Data to process
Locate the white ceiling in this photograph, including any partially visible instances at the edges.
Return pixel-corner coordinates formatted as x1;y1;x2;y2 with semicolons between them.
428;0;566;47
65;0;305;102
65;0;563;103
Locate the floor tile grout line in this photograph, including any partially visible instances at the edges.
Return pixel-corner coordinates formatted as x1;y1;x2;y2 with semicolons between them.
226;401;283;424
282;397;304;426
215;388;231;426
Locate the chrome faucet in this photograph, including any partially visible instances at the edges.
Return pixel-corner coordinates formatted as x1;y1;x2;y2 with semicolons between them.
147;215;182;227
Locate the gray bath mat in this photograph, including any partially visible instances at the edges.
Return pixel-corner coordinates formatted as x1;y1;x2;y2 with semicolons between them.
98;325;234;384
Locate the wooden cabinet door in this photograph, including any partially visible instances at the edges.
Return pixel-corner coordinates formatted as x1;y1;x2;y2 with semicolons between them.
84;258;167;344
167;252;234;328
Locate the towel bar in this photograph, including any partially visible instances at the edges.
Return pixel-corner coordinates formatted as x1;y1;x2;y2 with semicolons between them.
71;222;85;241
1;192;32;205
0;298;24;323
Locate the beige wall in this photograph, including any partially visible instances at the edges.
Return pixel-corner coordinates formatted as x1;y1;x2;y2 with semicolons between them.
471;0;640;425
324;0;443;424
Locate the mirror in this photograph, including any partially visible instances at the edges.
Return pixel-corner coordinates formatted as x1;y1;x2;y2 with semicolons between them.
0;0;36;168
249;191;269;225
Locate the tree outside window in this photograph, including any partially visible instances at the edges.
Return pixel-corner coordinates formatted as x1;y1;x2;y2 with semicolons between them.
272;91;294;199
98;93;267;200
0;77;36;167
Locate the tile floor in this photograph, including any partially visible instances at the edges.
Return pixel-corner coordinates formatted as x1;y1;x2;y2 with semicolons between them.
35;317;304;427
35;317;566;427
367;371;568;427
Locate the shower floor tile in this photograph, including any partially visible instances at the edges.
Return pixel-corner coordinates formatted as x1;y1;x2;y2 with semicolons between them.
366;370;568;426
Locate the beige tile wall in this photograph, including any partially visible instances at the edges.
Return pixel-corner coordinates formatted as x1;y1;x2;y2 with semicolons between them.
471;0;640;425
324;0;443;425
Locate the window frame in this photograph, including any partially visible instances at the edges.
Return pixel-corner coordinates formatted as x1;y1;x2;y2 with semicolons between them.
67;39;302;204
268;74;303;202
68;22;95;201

==

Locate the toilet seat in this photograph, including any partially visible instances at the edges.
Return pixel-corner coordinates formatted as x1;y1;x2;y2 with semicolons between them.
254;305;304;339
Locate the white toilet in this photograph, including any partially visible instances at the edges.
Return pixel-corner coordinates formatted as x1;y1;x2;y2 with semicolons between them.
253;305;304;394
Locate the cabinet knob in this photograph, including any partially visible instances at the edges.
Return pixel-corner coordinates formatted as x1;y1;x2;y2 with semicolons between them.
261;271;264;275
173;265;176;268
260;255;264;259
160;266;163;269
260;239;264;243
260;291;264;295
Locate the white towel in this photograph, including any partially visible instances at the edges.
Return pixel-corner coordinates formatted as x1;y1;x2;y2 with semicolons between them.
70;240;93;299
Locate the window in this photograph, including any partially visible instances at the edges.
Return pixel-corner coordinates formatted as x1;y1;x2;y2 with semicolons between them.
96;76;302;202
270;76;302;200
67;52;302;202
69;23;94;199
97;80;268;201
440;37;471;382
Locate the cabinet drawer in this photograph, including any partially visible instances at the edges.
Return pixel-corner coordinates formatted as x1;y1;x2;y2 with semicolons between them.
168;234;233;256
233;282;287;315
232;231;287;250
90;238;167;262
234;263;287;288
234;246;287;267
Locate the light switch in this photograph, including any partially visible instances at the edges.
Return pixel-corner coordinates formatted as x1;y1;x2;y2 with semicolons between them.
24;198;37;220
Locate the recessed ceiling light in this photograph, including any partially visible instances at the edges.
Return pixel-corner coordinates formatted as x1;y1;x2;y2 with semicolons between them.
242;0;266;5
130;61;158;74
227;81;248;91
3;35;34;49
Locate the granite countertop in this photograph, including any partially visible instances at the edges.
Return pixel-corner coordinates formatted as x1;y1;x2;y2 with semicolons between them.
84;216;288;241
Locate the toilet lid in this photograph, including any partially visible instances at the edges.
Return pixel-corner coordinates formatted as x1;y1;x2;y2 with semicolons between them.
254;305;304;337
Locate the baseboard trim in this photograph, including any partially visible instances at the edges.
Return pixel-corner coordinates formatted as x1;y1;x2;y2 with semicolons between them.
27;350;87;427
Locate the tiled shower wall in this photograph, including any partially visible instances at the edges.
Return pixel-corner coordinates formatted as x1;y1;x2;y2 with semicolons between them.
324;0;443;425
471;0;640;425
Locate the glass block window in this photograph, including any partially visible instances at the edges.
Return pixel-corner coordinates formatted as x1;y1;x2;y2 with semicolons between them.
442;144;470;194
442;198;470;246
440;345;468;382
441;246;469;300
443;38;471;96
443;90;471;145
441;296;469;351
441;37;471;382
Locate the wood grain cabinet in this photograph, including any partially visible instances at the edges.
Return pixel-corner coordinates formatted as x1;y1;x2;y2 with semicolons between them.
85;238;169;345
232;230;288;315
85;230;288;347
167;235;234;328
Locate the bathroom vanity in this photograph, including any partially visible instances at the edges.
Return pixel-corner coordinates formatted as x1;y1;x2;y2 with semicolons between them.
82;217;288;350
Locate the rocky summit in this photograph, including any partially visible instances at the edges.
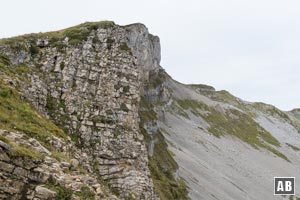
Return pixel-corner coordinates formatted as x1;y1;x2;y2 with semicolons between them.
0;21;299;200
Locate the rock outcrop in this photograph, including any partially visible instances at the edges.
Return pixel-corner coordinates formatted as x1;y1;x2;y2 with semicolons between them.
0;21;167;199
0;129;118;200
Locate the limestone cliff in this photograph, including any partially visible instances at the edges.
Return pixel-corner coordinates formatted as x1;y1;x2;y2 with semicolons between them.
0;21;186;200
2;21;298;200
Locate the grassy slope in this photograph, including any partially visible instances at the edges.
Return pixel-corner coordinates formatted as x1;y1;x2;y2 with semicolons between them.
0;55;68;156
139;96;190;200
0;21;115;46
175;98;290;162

==

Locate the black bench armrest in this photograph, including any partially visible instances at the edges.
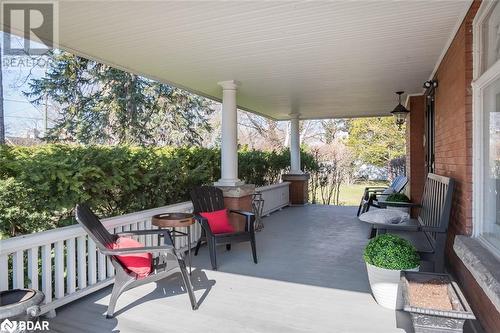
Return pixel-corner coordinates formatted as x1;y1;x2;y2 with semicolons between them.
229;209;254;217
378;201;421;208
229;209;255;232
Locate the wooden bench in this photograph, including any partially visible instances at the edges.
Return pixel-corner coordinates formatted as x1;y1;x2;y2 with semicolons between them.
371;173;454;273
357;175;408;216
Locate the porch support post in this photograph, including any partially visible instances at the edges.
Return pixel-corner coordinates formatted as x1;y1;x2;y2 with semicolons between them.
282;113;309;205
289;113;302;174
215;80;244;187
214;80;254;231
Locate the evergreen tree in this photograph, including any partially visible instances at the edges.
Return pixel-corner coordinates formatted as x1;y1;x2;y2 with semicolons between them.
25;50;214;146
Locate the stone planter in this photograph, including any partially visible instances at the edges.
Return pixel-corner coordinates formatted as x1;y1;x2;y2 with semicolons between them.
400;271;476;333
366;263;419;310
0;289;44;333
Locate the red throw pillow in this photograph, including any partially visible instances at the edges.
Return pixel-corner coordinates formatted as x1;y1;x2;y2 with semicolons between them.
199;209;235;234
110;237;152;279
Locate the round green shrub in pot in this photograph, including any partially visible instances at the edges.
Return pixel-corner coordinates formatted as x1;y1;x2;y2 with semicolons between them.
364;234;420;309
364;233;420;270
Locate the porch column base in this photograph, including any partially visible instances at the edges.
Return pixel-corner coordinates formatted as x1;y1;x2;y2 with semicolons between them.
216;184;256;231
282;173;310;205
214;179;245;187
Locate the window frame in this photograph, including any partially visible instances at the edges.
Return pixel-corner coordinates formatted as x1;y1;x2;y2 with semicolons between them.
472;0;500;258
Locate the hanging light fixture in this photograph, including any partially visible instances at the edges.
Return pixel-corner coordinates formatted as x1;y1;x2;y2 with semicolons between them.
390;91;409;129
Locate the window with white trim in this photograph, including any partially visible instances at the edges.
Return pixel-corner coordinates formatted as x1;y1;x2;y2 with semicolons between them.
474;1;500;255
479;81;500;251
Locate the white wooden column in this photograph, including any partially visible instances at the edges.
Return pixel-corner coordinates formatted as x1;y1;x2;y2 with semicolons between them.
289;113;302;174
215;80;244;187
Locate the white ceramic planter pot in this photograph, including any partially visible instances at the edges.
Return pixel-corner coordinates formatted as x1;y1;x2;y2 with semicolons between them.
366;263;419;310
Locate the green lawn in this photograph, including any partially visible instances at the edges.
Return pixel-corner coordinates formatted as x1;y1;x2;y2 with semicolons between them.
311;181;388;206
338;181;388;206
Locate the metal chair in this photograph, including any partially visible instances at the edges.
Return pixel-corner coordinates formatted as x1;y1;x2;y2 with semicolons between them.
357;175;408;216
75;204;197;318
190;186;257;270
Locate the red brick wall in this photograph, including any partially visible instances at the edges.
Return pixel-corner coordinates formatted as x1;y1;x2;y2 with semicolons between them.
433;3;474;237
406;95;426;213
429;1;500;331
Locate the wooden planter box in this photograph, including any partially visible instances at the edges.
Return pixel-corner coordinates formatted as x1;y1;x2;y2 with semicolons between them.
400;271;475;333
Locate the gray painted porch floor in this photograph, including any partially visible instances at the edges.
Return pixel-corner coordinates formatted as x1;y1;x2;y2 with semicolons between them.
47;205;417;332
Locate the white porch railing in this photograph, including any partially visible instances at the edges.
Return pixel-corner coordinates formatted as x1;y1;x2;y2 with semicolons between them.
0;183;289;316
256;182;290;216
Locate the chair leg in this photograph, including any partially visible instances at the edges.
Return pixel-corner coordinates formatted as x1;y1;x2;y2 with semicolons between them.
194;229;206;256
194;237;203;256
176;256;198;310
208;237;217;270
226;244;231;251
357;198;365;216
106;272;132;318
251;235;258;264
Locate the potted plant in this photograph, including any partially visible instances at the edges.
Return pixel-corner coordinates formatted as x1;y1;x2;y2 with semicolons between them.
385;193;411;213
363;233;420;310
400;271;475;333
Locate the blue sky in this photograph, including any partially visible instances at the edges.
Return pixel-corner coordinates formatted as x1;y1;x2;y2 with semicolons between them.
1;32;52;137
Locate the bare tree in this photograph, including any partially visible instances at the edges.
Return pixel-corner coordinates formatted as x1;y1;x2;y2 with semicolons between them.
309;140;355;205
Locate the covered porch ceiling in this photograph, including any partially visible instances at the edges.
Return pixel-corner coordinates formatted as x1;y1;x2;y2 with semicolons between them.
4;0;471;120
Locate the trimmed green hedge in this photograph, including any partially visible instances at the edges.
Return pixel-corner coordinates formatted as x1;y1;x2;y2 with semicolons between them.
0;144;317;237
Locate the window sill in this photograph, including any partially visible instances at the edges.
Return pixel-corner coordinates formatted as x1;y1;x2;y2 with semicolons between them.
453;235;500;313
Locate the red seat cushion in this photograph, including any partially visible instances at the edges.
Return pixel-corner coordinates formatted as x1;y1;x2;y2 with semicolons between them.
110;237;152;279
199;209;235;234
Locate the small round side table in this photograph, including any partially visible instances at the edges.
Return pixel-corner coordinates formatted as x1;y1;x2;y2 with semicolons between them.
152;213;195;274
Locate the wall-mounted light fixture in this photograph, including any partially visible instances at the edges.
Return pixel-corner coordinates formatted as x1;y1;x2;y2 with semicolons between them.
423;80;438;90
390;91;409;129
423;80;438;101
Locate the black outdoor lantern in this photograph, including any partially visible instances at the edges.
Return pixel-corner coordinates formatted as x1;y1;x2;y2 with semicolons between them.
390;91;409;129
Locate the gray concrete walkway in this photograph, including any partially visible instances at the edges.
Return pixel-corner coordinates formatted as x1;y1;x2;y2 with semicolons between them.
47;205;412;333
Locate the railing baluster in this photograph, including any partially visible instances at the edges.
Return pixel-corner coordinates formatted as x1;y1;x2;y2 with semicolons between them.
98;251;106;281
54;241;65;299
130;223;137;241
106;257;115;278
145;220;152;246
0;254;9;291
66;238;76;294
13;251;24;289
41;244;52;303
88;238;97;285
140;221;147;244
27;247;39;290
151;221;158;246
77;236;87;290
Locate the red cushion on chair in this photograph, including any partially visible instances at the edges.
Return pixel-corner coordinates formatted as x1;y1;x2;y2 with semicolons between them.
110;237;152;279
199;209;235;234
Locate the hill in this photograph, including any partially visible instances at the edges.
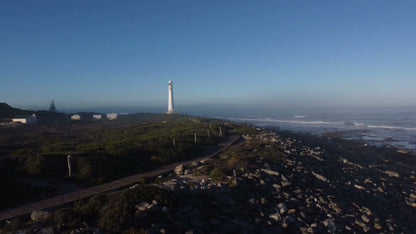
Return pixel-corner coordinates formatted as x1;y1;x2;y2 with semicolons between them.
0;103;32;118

Action item
Among the entries above, how many lines hold the string "gray"? Answer with the number only.

Expected answer
3